| Written exercise |
The entries below contain pictures. Retype everything except those pictures, exactly as given.
□ □ □
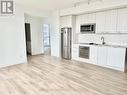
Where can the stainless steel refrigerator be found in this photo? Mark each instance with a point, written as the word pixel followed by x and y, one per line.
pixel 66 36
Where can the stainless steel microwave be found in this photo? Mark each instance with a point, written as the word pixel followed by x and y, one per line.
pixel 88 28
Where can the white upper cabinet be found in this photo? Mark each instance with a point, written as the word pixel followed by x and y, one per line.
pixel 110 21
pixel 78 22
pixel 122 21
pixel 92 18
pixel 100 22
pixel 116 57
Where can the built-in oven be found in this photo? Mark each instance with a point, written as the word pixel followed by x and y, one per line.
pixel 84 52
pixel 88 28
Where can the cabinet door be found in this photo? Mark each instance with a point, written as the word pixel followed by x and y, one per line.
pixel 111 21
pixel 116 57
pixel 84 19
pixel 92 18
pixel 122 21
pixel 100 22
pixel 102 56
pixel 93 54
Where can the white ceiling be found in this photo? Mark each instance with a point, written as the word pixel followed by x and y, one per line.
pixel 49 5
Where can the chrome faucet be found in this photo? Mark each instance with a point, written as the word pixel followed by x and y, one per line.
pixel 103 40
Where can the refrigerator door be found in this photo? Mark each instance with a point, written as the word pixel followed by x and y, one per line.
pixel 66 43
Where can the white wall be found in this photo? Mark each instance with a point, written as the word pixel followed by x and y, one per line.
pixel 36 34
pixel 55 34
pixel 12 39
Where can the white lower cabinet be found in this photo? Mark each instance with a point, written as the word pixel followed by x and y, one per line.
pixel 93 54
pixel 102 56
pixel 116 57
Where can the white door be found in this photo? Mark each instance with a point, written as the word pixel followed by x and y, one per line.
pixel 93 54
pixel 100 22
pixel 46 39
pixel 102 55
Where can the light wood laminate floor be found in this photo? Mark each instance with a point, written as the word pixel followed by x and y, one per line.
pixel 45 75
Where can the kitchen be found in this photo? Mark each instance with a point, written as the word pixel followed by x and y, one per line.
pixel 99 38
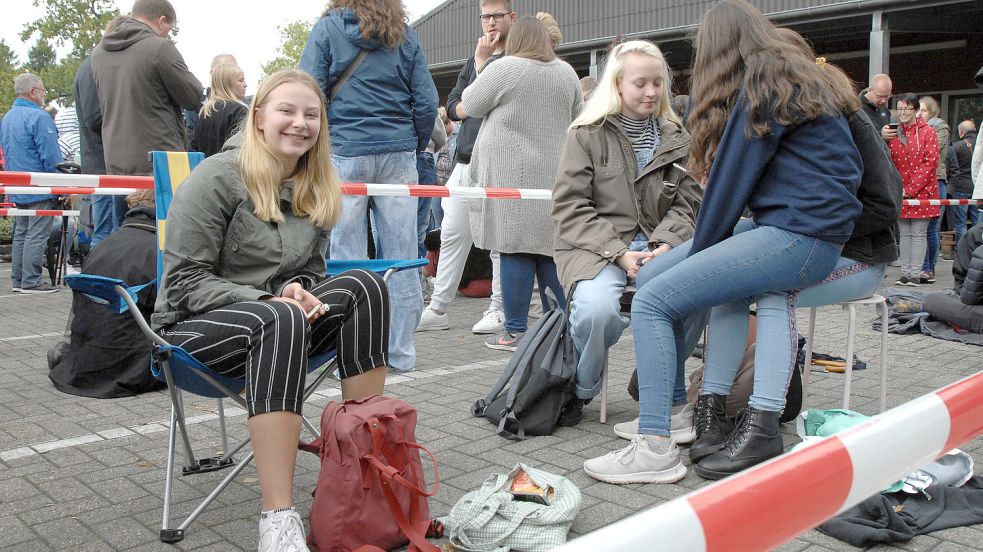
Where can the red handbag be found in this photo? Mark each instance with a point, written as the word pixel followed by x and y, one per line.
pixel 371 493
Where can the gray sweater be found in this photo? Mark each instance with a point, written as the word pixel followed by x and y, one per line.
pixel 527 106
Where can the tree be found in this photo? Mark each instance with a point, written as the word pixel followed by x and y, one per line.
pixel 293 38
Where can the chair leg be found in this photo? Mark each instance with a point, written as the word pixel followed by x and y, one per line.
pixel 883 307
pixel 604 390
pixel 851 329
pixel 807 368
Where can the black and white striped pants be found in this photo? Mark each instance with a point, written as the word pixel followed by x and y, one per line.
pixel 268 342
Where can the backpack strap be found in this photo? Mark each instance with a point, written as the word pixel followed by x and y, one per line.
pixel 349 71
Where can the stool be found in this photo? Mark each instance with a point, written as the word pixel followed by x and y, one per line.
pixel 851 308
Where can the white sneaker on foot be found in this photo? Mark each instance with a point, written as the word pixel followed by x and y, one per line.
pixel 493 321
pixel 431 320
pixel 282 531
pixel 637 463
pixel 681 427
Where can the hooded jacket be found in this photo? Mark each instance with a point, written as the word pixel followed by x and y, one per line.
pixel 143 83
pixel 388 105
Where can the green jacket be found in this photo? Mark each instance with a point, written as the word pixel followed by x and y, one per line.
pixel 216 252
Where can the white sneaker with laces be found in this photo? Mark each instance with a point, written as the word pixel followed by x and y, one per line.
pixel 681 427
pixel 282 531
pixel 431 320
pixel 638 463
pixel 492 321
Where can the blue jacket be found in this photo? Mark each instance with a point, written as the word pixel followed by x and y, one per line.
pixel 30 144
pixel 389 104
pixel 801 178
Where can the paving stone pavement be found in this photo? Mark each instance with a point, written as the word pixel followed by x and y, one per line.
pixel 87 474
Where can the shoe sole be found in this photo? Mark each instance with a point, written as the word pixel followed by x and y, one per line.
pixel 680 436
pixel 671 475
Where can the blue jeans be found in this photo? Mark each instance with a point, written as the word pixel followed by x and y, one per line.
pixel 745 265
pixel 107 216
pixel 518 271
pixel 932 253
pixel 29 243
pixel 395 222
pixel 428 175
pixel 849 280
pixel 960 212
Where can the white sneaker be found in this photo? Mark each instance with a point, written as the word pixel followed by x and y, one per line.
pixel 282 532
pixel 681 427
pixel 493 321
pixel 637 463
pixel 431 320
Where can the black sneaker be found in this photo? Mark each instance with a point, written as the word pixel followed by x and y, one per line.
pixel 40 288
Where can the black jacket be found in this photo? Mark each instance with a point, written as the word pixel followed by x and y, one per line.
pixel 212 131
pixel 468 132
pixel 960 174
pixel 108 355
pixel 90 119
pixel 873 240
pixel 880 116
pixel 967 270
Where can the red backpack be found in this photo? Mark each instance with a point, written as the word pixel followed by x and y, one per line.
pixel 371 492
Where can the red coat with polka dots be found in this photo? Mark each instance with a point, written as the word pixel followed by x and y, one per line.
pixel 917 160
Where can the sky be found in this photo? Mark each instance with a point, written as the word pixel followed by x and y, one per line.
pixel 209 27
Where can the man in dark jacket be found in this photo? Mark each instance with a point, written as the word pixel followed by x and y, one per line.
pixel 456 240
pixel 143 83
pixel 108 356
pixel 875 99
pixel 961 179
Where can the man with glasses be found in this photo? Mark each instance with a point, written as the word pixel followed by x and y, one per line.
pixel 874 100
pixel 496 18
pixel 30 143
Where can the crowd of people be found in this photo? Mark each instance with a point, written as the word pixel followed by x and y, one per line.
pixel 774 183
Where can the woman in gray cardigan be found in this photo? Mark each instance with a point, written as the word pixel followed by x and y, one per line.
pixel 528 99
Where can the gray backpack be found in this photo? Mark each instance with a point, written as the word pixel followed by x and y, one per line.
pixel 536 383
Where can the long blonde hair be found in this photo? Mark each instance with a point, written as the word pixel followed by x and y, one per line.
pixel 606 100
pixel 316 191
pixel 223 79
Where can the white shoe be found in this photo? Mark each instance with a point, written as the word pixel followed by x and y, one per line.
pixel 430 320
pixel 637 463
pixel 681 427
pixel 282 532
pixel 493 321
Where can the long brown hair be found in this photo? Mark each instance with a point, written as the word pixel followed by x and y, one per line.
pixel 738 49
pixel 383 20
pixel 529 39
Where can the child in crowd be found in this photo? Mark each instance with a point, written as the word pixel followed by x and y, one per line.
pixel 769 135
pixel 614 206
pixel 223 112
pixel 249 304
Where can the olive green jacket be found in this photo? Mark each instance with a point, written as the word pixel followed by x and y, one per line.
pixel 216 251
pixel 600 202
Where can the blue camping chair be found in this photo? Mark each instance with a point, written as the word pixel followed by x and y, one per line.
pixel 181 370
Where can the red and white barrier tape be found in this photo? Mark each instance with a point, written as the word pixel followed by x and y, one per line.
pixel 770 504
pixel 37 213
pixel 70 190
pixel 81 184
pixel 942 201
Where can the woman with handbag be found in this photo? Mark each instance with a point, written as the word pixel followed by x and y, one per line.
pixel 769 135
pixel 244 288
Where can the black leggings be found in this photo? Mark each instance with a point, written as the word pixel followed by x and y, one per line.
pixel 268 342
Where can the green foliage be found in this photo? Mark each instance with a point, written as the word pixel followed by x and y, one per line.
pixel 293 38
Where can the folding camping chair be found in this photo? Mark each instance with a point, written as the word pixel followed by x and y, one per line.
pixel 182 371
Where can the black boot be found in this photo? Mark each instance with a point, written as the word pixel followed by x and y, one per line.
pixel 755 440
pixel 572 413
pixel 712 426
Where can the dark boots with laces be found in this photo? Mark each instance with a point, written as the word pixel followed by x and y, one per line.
□ □ □
| Full response |
Where can the stainless steel refrigerator be found in this photo? Mark each instance with a point, written as the word pixel followed by x and y, one per line.
pixel 66 36
Where can the stainless steel microwave be found in this photo? Mark each instance with a point, written as the word pixel followed by x and y, one per line.
pixel 88 28
Where can the white upper cabinet be found in this photo? Mark each instance with a point, written as the word pixel followed by x and y, one per line.
pixel 110 21
pixel 78 22
pixel 122 21
pixel 92 18
pixel 100 22
pixel 116 57
Where can the built-in oven be found in this photo? Mark each instance with a point, written as the word pixel followed by x and y, one per line.
pixel 84 52
pixel 88 28
Where can the cabinet door be found in this photo? Mark each instance with a point, written as the word pixel followed by x and y, one per line.
pixel 111 21
pixel 116 57
pixel 84 19
pixel 92 18
pixel 122 21
pixel 100 22
pixel 102 56
pixel 93 54
Where can the white ceiling be found in this photo? Mark each instance with a point, written as the word pixel followed by x and y, one per line.
pixel 49 5
Where can the chrome faucet be found in this photo? Mark each instance with a point, written as the word pixel followed by x and y, one per line.
pixel 103 40
Where can the refrigerator door be found in this photo? Mark each instance with a point, written as the word pixel followed by x and y, one per line.
pixel 66 43
Where can the white wall be found in this photo? Mark each instance with a point, written as the word pixel followed by x and y, one per line.
pixel 36 34
pixel 55 34
pixel 12 39
Where can the white lower cabinet be found in this photo? Mark each instance with a point, written as the word pixel followed by x and y, one per line.
pixel 93 54
pixel 102 56
pixel 116 57
Where can the white door be found in this photo? Mark each instance with a point, written as the word pixel followed by x and y, one per line.
pixel 93 54
pixel 100 22
pixel 46 39
pixel 102 55
Where can the light wood laminate floor be found in this photo? Mark each instance with a point, written as the word pixel followed by x and y, one per line.
pixel 45 75
Where can the kitchen be found in this photo? Mark each instance with a point, written as the word pixel followed by x and y, one per line.
pixel 99 38
Where can the red handbag be found in this photo? Mark each instance with a point, written as the word pixel followed by x and y, one per line.
pixel 371 493
Where can the gray sweater be found in this photo? Mark each instance with a point, written as the word pixel followed by x and y, one per line.
pixel 527 106
Where can the tree be found in this photo? Mark each instance with a point, written as the word pixel followed by x and y, one per line.
pixel 293 38
Where can the chair leg be found in this photo? Mark each instance with a point, written as the word pixel followed by x and y, one per line.
pixel 883 307
pixel 604 390
pixel 851 329
pixel 807 368
Where can the black and white striped pants be found in this photo? Mark each instance with a point, written as the word pixel followed by x and y, one per line.
pixel 268 342
Where can the backpack strap be found in this photo? Mark each instance with a point, written as the word pixel followed by x and y, one per line.
pixel 349 71
Where can the stool be found in this photo? Mark each instance with a point, written as the word pixel followed by x and y, one per line.
pixel 851 308
Where can the white sneaker on foot be found in this photo? Mark each instance with a point, written as the word pixel followed by x and y, one per line.
pixel 493 321
pixel 431 320
pixel 282 531
pixel 637 463
pixel 681 427
Where can the hooded jacket be found in this photo? Mark each instance with a point, written as the word pixel followed by x and y, one per line.
pixel 143 83
pixel 388 105
Where can the green jacket be found in this photo? Mark each instance with a point, written as the word pixel followed by x and y, one per line.
pixel 216 252
Where can the white sneaker with laces be found in this photo? Mark each instance with a point, written as the word pixel followed by x and y, one per line.
pixel 681 427
pixel 282 531
pixel 431 320
pixel 638 463
pixel 492 321
Where can the blue jacket be found in this photo? Mark each instance with a point, written as the word pixel followed by x and y, one per line.
pixel 30 144
pixel 389 104
pixel 801 178
Where can the paving stone pavement be found in this photo? Mark each instance with a point, written as the word pixel followed by x and y, one per line.
pixel 87 474
Where can the shoe sole be found in this photo? Mark each instance with a point, written as the word pixel followed by x and y, one per line.
pixel 680 436
pixel 671 475
Where can the blue jeans be found in this photo? Mark each instance with a point, written as the word pixel followed by x and y, one per line.
pixel 745 265
pixel 107 216
pixel 518 271
pixel 932 253
pixel 29 243
pixel 395 222
pixel 428 175
pixel 849 280
pixel 960 212
Where can the white sneaker be found in this photo? Mark each instance with a point, written as the word pixel followed by x and y, one per line.
pixel 282 532
pixel 681 427
pixel 493 321
pixel 637 463
pixel 431 320
Where can the black sneaker be found in this photo? Mark each instance with a point, written as the word pixel followed by x and y, one per line.
pixel 40 288
Where can the black jacket be found in this photo? Mark each instance with a point, written as the word pixel followed by x and y, one per line.
pixel 212 131
pixel 468 132
pixel 960 174
pixel 108 355
pixel 90 119
pixel 873 240
pixel 880 116
pixel 967 270
Where can the red backpack be found in this photo? Mark each instance with a point, written as the word pixel followed by x and y, one per line.
pixel 371 492
Where can the red coat with polka dots be found in this photo? Mark each instance with a point, written as the word pixel followed by x and y, one per line.
pixel 917 160
Where can the sky be found in this photo? Mark each instance with a point, written as the word pixel followed by x and y, one per line.
pixel 209 27
Where can the man in dark jacket be found in this photo? Mark each instance with a point, written as the word pixel followed by x and y, one per line.
pixel 456 240
pixel 143 83
pixel 108 356
pixel 875 99
pixel 961 179
Where can the man with glasses be found in this photo? Mark each instance with a point, written as the word pixel followed by x and y, one per line.
pixel 874 100
pixel 496 18
pixel 30 143
Where can the crowd of people be found in this photo? Mark each instance with a point, written as the word pixel followed by x and y, one per line.
pixel 774 183
Where can the woman in gray cardigan be found in this photo? Mark each instance with a point, written as the word pixel followed by x and y, one per line.
pixel 528 99
Where can the gray backpack be found in this photo? Mark each instance with a point, written as the word pixel followed by x and y, one per line.
pixel 536 383
Where can the long blonde hair be found in this photo? Mark each instance with a point, written as the word pixel followed by x and y, one per line.
pixel 606 100
pixel 316 191
pixel 223 79
Where can the white shoe be found in this photo? Mark each instance with a point, written as the word pixel followed by x and y, one per line.
pixel 430 320
pixel 637 463
pixel 681 427
pixel 282 532
pixel 493 321
Where can the long brown hair be found in this photo? Mark each instance with a point, written as the word pixel followed by x and y, one per line.
pixel 738 49
pixel 383 20
pixel 529 39
Where can the child in crowd be found in this photo? Mark each instance with a point, written as the word pixel followed by x and y, one per line.
pixel 769 135
pixel 614 206
pixel 223 112
pixel 249 304
Where can the olive green jacket be found in this photo? Mark each instance with a point, written as the word pixel followed by x and y, one per line.
pixel 216 251
pixel 600 202
Where can the blue camping chair be found in this photo? Mark each instance with a point, written as the word pixel followed by x and y, one per line.
pixel 181 370
Where can the red and white barrier tape be found in this photo? Mark each instance with a point, written as the word pixel followed by x and y, one per line.
pixel 770 504
pixel 37 213
pixel 70 190
pixel 81 184
pixel 942 201
Where can the woman with handbag be found in this photo? Mark each instance with a point, written as the word pixel followed by x and y, one per line.
pixel 769 135
pixel 244 288
Where can the black leggings be found in this photo? Mark each instance with a point, written as the word pixel followed by x and y, one per line.
pixel 268 342
Where can the green foliage be found in this photo? Mark each instance with a point, written as the word pixel followed by x and y, one per line.
pixel 293 38
Where can the folding camping chair be found in this photo? Mark each instance with a point, written as the word pixel followed by x and y, one per line.
pixel 182 371
Where can the black boot be found in this photo? Mark each instance with a point, written as the word pixel followed by x and y, one per line.
pixel 755 440
pixel 572 413
pixel 712 426
Where can the dark boots with laces be found in this photo? Mark each instance with a point, written as the word pixel followed by x and y, one per line.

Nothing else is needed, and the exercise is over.